RECORDS FOR THE EXERCISE:
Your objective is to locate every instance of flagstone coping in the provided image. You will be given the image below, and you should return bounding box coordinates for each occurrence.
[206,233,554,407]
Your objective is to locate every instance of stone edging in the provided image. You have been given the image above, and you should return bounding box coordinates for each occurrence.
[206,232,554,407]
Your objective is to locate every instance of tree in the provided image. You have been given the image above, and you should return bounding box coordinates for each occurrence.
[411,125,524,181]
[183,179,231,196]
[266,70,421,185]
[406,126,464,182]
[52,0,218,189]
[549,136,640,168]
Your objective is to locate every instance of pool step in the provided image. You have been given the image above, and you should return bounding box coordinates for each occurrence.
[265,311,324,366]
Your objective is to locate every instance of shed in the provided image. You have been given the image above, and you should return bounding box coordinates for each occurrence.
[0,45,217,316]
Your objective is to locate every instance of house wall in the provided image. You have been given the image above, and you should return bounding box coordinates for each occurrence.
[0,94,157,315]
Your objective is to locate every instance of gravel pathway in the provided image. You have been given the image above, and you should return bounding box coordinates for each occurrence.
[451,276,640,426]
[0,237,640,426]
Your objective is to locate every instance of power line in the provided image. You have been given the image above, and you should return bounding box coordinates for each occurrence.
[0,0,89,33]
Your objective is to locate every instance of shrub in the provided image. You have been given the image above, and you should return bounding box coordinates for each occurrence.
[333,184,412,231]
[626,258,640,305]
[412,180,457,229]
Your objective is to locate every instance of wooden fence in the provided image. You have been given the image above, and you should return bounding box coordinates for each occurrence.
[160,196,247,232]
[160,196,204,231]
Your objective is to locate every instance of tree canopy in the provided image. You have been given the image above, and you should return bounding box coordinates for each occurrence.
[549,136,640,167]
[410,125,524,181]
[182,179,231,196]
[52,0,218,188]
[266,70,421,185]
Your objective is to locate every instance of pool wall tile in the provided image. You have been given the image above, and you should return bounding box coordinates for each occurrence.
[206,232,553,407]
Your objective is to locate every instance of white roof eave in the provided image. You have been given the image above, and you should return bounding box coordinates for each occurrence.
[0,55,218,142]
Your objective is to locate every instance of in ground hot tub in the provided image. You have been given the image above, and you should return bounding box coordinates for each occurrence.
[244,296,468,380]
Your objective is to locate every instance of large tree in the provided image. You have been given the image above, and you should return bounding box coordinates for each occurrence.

GOAL: Rescale everything from the line containing "Your objective is to locate every instance of stone" down to the line containing "[206,232,554,407]", both included, and write out only those entries in full. Keep the request text unchanged, and multiply every bounding box coordinate in the answers by 1.65, rounding to whole numbers with halves rounded up.

RESULT OF THIS EXERCISE:
Your objective is to locate every instance of stone edging in the provided image. You have been given the image above, and you should return bounding box coordinates for each occurrence.
[340,383,914,672]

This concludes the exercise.